● **PROBLEM STATEMENT**: Can you sum up the passage on the Divine Mind as a forming power in two sentences?

● **GIVEN TEXT**:

** Start **

This is a legitimate line of argument, from the premises
established in the recognition of the relation between the
individual and the Universal Mind; and it results in our looking
to the Divine Mind, not only as creative, but also as directive--
that is as determining the actual forms which the conditions for
its manifestation will take in our own particular world, as well
as supplying the energy for their production. We miss the point
of the relation between the individual and the universal, if we
do not see that the Originating Spirit is a FORMING power. It is
the forming power throughout nature, and if we would specialize
it we must learn to trust its formative quality when operating
from its new starting point in ourselves.

** End **

● **RECORDS PROVIDED**:
** Start **

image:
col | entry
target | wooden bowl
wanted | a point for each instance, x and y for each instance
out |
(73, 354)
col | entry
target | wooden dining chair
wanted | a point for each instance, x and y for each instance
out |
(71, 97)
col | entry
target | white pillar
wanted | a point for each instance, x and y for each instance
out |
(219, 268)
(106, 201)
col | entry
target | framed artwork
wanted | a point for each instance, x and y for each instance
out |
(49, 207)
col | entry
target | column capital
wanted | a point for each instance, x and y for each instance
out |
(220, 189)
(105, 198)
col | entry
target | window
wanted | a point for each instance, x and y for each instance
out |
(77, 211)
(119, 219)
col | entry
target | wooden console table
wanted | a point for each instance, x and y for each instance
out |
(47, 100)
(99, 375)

** End **

● **FINAL RESULT**: Reasoning from the relation between the individual and the Universal Mind leads us to see the Divine Mind as directive as well as creative: it both determines the actual forms our conditions take and supplies the energy that produces them. The Originating Spirit is the forming power throughout nature, and to specialize it we must learn to trust its formative quality when it operates from its new starting point in ourselves.